What to produce
Write out each entry below exactly; the images do not belong in your copy.

(Material for the task)

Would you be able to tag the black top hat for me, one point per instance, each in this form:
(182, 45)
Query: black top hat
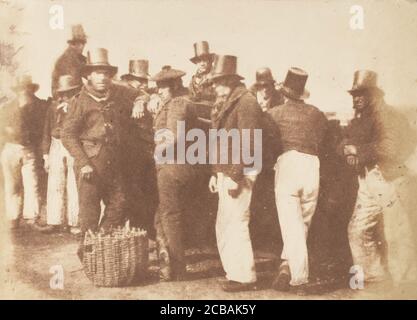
(263, 77)
(365, 80)
(98, 59)
(224, 66)
(137, 69)
(201, 50)
(24, 82)
(67, 83)
(167, 73)
(294, 84)
(77, 34)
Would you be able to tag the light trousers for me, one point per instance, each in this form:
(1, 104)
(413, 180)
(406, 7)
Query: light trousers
(380, 212)
(232, 232)
(62, 194)
(297, 178)
(21, 182)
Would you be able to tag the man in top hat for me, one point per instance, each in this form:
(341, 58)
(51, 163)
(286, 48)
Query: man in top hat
(297, 175)
(92, 135)
(174, 180)
(200, 86)
(72, 60)
(62, 196)
(378, 141)
(22, 120)
(235, 108)
(139, 168)
(264, 88)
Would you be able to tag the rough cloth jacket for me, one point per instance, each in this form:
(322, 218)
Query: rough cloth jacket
(239, 111)
(91, 124)
(383, 137)
(302, 126)
(26, 122)
(53, 124)
(69, 63)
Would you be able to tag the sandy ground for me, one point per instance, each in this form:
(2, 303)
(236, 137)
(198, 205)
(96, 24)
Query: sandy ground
(27, 275)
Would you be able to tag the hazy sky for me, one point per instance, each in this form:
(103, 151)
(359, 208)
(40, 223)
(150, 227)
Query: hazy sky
(313, 35)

(End Material for the task)

Result for this task
Would you be able to tag the black top hat for me, one point per instance, each in this form:
(182, 45)
Query: black top hat
(263, 77)
(365, 80)
(98, 59)
(224, 66)
(137, 69)
(201, 50)
(24, 82)
(67, 83)
(167, 73)
(294, 84)
(77, 34)
Would you be able to tag the light trousers for me, one point per instance, each in this form:
(1, 104)
(413, 180)
(406, 7)
Query: light trousers
(380, 212)
(232, 232)
(62, 194)
(297, 178)
(21, 182)
Would you be able to tag the man in top hat for me, one point per instance, each in this form:
(341, 58)
(51, 163)
(286, 48)
Query: man in top hat
(297, 175)
(92, 135)
(174, 180)
(200, 86)
(72, 60)
(62, 196)
(378, 141)
(22, 120)
(235, 108)
(139, 168)
(264, 88)
Would you be able to tag the rough cloth jacket for me, one point per instance, each in this form:
(322, 218)
Query: rough cloth jacket
(239, 111)
(91, 124)
(383, 137)
(302, 126)
(26, 122)
(53, 124)
(69, 63)
Would you be able to tag the sandy ground for me, one point per instance, each in this form:
(2, 303)
(236, 137)
(198, 205)
(96, 24)
Query: sandy ground
(27, 275)
Would you be able to tag the hazy sky for me, one point per instance, each in this form:
(103, 151)
(359, 208)
(40, 223)
(150, 227)
Query: hazy sky
(313, 35)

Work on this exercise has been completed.